***** Text block *****

Chapter 5
Capsule Declarations
Simplify, simplify. –Henry D. Thoreau
A capsule is an abstraction for decomposing a software into its parts. A capsule is like an information-hiding module in that it defines a set of public operations, hides the implementation details, and could serve as a work assignment for a developer or a team of developers. Beyond these standard responsibilities, a capsule also serves as a memory region, for some set of standard object instances and behaves as an independent logical process.
The notion of a capsule in the Panini programming language is designed to enable implicit concurrency at the interface of capsules as a direct result of the modularization of a design into capsules, and to maintain modular reasoning in the presence of implicit concurrency. Here, by modular reasoning we mean our ability to understand a software one module at a time by looking at the code for that module and only the interfaces of other modules referenced by name.
Inter-capsule calls look like ordinary method calls to the programmer. The object-oriented features are standard, but there are no explicit threads or synchronization locks in Panini.
A program in Panini can have zero or more signature declarations, zero or more class declarations, and zero or more capsule declarations. Panini classes are very similar to classes in other object oriented languages but with the restriction that they cannot contain any explicit concurrency constructs.
5.1 Syntax of Capsule Declaration
Capsules are designed to have the feel of ordinary classes, the intent being to capitalize on programmers’ familiarity with object-oriented design and thus minimize the learning curve. Each capsule guarantees that its state is accessed by only one thread, thereby maintaining thread safety with respect to state mutations (by confinement in this case). Implicitly concurrent procedure calls on capsules are structured to have the appearance of ordinary method calls.
Capsules define a set of public operations as well as a memory region. They can have parameters, state declarations, inner class declarations, initializer, and procedure definitions.
The syntax of a capsule declaration is as follows.
[Initializer]
[DesignDeclaration]
StateDeclaration*
ClassDeclaration*
procedure*
}
Here, [s] means s is optional, s* means zero or more of s, and s+ means one or more of s.

*****

▶ _Set task 1_:
Answer these questions about the capsule chapter:
(a) What two explicit constructs does Panini not have?
(b) In the capsule declaration syntax, what does s+ mean?
(c) How many threads does each capsule guarantee will access its state?
The entries that come next are unrelated to the capsule chapter.

***** Data supplied *****

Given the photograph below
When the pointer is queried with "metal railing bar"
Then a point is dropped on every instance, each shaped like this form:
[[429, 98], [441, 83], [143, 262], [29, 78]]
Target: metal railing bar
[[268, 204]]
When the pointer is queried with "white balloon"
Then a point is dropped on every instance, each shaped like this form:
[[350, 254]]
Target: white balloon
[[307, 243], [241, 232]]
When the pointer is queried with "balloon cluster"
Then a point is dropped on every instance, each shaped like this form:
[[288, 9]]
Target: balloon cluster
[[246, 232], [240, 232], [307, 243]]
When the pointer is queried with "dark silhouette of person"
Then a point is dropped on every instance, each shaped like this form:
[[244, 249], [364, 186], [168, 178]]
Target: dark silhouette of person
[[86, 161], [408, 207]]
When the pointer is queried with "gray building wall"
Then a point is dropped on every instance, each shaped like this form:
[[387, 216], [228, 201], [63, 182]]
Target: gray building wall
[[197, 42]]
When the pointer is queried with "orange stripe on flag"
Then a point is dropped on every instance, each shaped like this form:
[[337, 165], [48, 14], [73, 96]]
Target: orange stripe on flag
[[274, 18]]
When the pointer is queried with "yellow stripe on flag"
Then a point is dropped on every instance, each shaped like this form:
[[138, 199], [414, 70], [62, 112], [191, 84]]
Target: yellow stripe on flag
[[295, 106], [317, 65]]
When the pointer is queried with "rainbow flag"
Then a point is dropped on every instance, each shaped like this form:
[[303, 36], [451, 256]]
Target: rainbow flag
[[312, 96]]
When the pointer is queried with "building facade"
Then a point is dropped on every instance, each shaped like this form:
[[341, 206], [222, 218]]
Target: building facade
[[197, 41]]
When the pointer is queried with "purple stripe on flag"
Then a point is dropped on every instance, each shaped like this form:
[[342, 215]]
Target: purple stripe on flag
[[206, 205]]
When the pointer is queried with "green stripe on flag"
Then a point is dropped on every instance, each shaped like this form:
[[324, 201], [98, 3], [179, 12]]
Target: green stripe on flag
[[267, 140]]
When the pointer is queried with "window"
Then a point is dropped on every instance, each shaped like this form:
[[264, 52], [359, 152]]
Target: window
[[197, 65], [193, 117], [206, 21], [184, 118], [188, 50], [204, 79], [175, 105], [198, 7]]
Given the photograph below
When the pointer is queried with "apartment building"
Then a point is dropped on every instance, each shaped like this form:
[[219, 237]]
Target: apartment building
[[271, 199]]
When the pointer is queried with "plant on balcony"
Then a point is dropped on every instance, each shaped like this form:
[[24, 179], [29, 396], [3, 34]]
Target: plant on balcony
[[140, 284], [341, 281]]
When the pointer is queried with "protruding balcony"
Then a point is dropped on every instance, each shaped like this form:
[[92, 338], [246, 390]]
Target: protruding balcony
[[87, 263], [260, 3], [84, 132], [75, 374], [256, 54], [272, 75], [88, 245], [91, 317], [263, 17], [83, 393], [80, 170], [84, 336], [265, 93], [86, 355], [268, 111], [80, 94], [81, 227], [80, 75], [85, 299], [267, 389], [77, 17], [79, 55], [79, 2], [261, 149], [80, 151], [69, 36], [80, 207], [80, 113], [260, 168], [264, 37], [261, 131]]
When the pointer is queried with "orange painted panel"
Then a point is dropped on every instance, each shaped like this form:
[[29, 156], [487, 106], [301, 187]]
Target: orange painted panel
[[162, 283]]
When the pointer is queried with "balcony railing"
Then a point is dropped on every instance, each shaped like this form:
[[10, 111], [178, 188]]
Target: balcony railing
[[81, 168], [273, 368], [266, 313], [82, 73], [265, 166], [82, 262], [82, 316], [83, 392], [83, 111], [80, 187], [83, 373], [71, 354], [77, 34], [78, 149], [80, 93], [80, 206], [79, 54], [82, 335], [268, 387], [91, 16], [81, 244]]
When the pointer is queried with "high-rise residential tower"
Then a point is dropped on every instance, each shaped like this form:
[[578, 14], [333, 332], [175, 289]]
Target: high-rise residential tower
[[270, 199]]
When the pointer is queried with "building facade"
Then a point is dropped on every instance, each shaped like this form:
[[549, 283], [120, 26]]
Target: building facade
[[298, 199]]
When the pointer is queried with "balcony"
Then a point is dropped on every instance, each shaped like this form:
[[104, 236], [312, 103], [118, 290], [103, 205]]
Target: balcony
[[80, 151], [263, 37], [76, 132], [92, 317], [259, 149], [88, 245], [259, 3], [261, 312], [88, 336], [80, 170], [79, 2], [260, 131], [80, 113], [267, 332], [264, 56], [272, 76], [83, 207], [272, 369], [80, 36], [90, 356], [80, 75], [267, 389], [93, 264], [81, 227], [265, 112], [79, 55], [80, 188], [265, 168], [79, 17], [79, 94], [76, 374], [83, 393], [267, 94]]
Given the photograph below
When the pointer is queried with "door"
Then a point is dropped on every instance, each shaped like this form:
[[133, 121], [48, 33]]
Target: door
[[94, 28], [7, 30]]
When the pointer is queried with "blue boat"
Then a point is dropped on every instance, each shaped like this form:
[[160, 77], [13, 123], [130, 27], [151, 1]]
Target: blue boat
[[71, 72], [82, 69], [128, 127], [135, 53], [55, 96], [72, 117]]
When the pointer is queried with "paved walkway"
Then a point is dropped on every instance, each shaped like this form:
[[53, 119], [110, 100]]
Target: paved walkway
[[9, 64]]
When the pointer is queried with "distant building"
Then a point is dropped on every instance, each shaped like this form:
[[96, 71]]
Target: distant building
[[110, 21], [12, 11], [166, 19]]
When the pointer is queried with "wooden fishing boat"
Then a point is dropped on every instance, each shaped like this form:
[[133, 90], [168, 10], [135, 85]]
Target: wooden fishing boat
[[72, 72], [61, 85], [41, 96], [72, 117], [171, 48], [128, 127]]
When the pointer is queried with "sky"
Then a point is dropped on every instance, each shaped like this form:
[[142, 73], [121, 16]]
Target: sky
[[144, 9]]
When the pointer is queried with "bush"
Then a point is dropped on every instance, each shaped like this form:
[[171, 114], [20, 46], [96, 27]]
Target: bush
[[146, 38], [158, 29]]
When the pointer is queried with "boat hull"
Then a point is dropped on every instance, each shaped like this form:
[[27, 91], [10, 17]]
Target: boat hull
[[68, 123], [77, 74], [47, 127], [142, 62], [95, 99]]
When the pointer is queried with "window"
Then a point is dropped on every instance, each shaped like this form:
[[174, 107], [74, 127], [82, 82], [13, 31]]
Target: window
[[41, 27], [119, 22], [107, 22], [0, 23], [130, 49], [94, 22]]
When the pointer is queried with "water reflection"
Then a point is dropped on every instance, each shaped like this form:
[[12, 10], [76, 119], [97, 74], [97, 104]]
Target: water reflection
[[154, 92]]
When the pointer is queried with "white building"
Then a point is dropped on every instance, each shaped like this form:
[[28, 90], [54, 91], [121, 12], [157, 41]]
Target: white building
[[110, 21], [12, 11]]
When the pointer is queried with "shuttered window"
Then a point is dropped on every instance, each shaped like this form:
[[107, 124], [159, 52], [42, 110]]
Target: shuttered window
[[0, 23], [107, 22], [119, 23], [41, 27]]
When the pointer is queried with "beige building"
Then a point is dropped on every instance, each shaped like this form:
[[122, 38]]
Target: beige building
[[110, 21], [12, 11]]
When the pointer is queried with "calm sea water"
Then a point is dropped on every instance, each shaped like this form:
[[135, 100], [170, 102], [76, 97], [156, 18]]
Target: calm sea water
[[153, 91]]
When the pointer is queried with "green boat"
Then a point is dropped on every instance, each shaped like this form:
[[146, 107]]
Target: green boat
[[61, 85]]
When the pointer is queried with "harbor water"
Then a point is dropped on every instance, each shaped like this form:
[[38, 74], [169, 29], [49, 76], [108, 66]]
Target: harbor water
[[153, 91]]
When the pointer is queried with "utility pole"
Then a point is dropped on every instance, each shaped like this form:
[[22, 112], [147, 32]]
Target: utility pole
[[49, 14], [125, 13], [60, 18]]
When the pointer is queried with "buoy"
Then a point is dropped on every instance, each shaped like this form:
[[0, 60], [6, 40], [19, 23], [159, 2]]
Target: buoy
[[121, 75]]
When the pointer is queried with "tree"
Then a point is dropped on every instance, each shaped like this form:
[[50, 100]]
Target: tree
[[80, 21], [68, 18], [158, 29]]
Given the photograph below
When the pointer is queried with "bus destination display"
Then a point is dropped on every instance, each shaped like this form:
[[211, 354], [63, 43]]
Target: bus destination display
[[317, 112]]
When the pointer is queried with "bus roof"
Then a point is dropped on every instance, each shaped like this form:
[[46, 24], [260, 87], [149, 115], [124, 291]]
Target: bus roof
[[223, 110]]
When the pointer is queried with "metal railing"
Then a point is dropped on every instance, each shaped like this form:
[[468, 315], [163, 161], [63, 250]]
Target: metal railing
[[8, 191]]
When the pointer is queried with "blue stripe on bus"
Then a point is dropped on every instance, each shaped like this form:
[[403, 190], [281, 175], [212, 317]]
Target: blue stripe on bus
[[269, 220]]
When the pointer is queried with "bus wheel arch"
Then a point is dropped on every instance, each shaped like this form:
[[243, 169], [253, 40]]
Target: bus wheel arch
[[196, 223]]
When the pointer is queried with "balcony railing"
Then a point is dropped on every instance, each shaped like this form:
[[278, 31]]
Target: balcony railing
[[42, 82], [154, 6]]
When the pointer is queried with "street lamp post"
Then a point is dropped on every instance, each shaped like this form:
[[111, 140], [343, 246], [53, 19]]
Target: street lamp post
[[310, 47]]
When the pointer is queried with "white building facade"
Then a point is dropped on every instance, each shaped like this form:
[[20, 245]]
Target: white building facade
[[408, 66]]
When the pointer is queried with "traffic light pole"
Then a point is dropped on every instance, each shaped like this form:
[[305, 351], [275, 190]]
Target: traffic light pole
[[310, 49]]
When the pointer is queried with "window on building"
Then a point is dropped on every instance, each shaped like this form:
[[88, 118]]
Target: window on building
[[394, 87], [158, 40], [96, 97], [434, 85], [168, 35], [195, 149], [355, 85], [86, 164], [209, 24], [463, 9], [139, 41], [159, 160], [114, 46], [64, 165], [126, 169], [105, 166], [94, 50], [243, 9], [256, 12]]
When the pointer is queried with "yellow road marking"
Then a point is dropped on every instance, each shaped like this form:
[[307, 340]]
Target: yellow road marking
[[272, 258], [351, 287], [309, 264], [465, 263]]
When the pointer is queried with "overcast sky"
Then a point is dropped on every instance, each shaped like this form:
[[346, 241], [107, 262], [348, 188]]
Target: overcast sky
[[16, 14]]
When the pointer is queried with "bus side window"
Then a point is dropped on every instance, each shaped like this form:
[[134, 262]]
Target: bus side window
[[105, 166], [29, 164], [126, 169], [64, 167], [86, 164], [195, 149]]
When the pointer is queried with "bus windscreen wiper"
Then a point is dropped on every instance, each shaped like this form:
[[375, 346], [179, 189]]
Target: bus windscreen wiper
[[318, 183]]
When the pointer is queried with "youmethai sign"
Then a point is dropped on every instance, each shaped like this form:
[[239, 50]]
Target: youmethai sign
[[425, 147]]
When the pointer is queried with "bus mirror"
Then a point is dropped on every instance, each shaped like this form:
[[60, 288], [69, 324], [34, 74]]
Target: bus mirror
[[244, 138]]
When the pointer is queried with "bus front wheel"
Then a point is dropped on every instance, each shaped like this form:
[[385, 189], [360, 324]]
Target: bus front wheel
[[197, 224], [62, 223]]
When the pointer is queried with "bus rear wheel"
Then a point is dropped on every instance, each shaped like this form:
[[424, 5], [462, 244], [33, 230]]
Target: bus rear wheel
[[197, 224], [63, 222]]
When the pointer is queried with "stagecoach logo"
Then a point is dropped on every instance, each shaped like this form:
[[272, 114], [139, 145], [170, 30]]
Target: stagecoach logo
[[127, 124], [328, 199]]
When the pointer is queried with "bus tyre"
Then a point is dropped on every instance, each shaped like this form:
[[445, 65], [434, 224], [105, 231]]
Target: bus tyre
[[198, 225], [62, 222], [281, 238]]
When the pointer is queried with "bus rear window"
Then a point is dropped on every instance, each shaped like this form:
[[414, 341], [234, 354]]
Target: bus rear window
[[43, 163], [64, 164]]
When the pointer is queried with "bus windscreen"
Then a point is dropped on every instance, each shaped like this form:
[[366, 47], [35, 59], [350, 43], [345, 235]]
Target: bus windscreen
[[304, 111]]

*****

▶ _Set task 2_: Filter the entries and copy every line that contains the string "metal". Case counts.

▶ _Exercise solution 1_:
(a) Explicit threads and synchronization locks.
(b) One or more of s.
(c) Only one thread.

▶ _Exercise solution 2_:
When the pointer is queried with "metal railing bar"
Target: metal railing bar
When the pointer is queried with "metal railing"
Target: metal railing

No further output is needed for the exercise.